→ GOAL: Gather every line of the records that contains the word "purple", and copy each one out in full. Case counts.

◇ ◇ ◇ ◇ ◇

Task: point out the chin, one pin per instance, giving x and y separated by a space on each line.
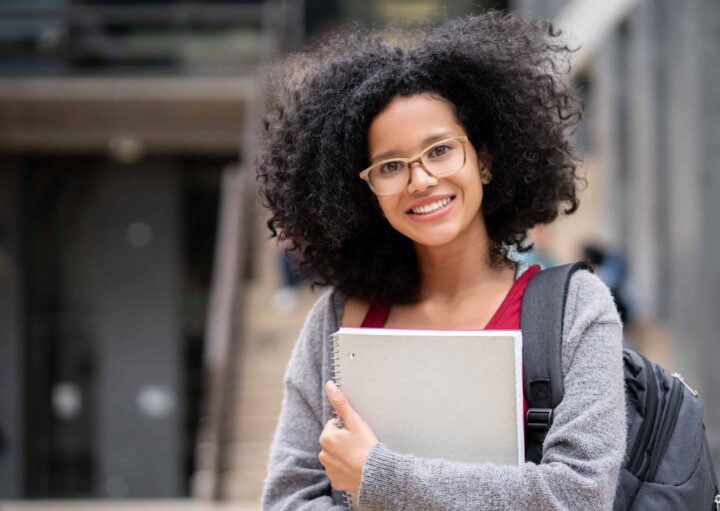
434 237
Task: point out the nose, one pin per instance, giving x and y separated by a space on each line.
420 179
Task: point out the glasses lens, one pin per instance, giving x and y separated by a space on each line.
389 177
444 157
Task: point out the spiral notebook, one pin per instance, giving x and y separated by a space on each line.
450 394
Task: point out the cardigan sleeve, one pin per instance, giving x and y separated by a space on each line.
296 480
582 452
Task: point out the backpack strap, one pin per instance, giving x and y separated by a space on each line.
541 322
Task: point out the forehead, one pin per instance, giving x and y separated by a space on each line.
406 121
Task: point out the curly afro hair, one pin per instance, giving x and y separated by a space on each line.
504 77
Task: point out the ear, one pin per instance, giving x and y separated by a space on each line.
486 163
376 205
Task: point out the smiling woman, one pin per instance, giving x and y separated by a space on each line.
403 176
495 78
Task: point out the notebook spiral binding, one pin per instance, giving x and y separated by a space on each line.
349 502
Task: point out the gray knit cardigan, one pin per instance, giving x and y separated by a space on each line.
582 453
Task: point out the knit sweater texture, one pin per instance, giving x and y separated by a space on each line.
581 457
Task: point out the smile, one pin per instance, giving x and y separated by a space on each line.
432 211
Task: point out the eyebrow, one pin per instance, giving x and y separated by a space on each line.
425 142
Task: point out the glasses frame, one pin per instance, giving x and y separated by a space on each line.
365 174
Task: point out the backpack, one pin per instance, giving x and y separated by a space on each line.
667 463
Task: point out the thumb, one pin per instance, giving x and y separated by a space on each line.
340 403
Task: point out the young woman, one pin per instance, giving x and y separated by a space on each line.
404 175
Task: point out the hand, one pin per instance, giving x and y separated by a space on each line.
345 450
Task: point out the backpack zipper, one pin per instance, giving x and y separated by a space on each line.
668 426
641 442
682 380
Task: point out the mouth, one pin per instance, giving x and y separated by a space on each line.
432 211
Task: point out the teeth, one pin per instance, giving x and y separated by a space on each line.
429 208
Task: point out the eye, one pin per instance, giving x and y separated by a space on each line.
440 150
391 167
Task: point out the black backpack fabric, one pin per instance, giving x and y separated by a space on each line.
667 462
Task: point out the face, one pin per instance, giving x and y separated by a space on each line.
404 128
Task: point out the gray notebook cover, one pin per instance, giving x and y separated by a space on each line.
450 394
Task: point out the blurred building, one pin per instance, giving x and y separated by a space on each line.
648 73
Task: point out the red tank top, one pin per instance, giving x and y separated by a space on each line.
506 317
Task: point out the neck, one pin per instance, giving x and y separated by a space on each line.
461 267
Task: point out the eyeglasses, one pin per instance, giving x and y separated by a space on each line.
439 160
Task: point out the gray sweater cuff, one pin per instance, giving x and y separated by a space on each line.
384 479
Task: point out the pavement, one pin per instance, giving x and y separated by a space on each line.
127 505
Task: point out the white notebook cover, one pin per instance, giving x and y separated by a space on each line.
450 394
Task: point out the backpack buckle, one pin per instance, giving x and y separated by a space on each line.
539 419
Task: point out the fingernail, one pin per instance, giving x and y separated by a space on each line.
332 388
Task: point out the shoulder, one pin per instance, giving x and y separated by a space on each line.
591 320
589 300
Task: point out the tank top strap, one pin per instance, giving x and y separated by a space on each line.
506 317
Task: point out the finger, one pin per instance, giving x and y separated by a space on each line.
339 402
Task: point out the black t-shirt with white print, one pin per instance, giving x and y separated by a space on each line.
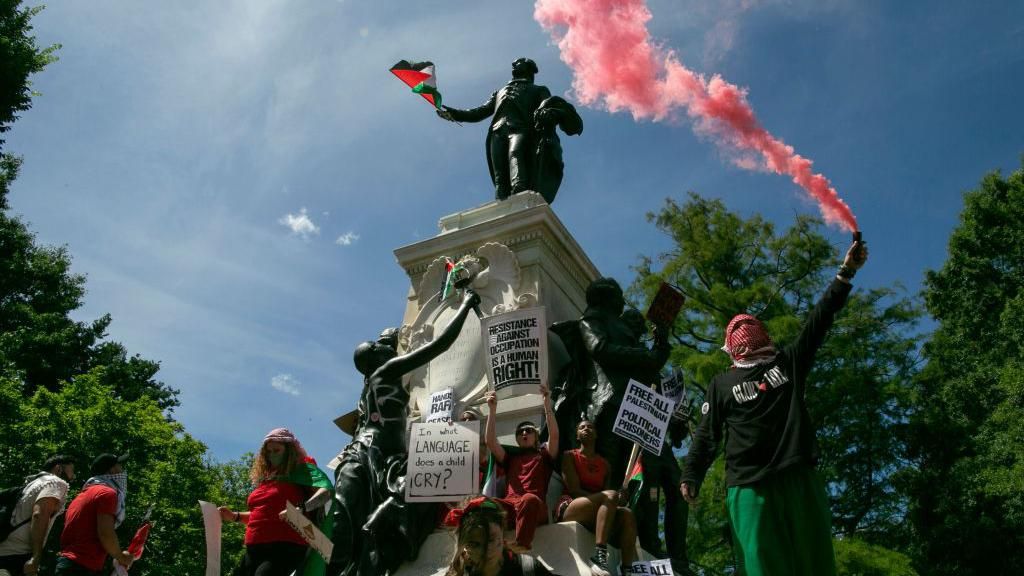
763 409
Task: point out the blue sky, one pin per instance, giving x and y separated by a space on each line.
233 176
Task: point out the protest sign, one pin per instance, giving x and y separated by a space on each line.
212 523
666 305
441 406
643 416
674 387
308 531
443 461
517 352
653 567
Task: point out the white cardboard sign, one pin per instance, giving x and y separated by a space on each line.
516 344
441 406
212 524
443 461
643 416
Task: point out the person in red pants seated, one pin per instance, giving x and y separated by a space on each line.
587 500
527 469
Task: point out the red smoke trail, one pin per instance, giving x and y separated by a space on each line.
606 44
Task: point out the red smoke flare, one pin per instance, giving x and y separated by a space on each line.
606 44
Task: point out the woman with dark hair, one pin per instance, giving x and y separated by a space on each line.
480 548
586 500
282 474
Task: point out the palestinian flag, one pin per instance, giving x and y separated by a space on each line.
448 281
420 77
635 483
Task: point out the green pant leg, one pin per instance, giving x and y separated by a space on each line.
762 531
811 521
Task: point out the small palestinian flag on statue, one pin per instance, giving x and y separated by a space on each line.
421 78
448 281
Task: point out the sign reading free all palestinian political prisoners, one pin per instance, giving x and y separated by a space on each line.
644 416
443 461
517 352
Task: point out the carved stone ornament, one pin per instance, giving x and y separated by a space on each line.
494 271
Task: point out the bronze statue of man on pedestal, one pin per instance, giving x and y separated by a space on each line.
523 151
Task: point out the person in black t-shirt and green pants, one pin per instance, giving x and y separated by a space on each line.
777 504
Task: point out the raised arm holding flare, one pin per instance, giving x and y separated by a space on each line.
777 504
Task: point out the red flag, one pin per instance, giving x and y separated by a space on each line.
138 540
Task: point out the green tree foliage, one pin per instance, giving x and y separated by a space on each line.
19 58
856 558
167 469
968 486
858 393
65 388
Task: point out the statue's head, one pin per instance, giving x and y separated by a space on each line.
371 356
524 68
606 294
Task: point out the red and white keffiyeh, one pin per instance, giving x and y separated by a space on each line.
747 341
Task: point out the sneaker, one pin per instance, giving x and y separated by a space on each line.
599 563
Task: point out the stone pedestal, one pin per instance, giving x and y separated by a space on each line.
524 257
565 548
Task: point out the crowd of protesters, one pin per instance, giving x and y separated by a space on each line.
778 509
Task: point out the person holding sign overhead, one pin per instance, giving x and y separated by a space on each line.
777 503
527 469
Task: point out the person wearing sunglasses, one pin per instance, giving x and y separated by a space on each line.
527 469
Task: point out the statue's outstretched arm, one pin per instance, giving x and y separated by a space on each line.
407 363
486 110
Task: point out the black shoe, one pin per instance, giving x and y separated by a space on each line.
599 563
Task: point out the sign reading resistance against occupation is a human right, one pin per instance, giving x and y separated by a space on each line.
643 416
516 344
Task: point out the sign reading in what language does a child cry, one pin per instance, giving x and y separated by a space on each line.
441 406
443 461
516 343
643 416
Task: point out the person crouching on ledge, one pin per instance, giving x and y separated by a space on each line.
480 548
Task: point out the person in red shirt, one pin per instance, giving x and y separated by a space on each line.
527 469
480 548
282 472
586 500
88 535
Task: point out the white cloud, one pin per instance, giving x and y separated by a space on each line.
286 383
300 223
347 239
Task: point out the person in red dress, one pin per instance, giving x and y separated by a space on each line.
527 469
587 500
282 472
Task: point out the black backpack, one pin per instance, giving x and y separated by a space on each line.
8 503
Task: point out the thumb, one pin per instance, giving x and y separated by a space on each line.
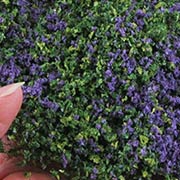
11 97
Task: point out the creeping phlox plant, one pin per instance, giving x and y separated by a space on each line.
102 86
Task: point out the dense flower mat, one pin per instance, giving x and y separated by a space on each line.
102 85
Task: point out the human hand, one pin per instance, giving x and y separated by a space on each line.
11 98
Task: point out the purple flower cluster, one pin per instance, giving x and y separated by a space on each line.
109 75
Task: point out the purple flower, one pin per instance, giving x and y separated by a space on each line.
49 104
98 126
140 13
1 20
175 7
91 49
64 161
108 73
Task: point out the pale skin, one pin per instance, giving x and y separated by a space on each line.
11 98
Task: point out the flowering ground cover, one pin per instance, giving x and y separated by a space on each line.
102 86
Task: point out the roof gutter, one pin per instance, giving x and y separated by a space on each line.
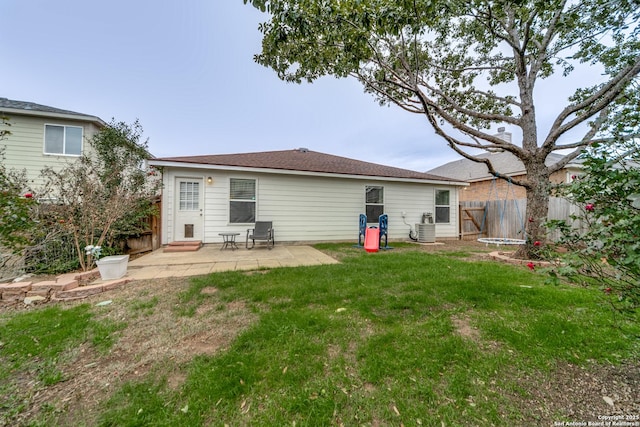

◇ ◇ ◇ ◇ ◇

→ RESPONSE BELOW:
Task: point out the purple flower cluster, one pin per instance, giving x and y separated by a space on each line.
Task: point out the purple flower, one pin per instance, giving x and y separated by a space on each line.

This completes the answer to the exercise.